ASSIGNED TASK. Lines holding the string "kindly" in the listing below are to be copied.

ENTRIES PROVIDED.

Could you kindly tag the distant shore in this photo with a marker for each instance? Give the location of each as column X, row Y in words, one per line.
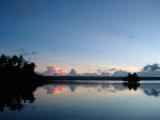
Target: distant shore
column 112, row 78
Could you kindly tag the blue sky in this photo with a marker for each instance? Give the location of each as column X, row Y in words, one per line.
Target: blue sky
column 82, row 34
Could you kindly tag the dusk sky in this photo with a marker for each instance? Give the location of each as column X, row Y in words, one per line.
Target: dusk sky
column 82, row 34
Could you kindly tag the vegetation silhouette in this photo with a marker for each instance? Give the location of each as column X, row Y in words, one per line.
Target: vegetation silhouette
column 18, row 81
column 131, row 81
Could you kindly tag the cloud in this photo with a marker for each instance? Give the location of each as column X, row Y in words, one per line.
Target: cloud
column 55, row 70
column 151, row 68
column 73, row 72
column 120, row 73
column 25, row 52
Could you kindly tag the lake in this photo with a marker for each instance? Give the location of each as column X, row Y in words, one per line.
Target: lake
column 87, row 101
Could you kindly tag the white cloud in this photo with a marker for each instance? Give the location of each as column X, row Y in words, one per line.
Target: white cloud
column 55, row 70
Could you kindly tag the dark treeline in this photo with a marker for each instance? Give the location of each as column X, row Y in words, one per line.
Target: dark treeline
column 18, row 81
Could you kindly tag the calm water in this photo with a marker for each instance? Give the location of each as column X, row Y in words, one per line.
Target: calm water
column 90, row 101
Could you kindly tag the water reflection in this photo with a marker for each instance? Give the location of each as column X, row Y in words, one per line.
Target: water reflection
column 147, row 88
column 14, row 96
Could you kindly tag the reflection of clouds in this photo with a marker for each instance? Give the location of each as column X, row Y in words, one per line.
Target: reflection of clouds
column 56, row 89
column 152, row 92
column 108, row 88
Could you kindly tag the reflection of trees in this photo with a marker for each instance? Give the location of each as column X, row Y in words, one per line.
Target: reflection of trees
column 13, row 97
column 17, row 82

EXERCISE OUTPUT.
Could you kindly tag the distant shore in this photo with a marker for each instance? Give the location of each as column X, row Y in words, one per line.
Could you kindly tag the blue sky in this photo with a marker for each instance? Give the location of each as column X, row Y in words, one per line.
Could you kindly tag the dusk sky in this photo with a marker for each instance? Give the location of each as column X, row Y in words, one per line.
Could you kindly tag the vegetation silhouette in this photo with a marker for each instance? Give the location of each as column X, row Y in words, one per line.
Could you kindly tag the cloud in this photo with a marker for each instance? Give the location of each as column X, row Y in words, one per line.
Could you kindly tag the lake in this photo with a marker for each instance? Give the location of each as column X, row Y in words, one per line.
Could you kindly tag the white cloud in this photo with a marker for each instance? Give the location of each as column X, row Y in words, one per line.
Could you kindly tag the dark treeline in this photo with a marker for each instance? Give the location of each as column X, row Y in words, one per line.
Could you kindly tag the calm water in this photo with a marker for each instance? Give the location of each as column X, row Y in words, one per line.
Could you kindly tag the water reflection in this photo with a marker for each instance? Give the location of each as column X, row Y in words, one per line.
Could you kindly tag the reflection of clouds in this photo with a marker for each instance? Give the location of each as column X, row Y in words, one per line.
Could you kindly tag the reflection of trees in this photo with a marker for each instance? Give the location of each as column X, row Y in words, one per line.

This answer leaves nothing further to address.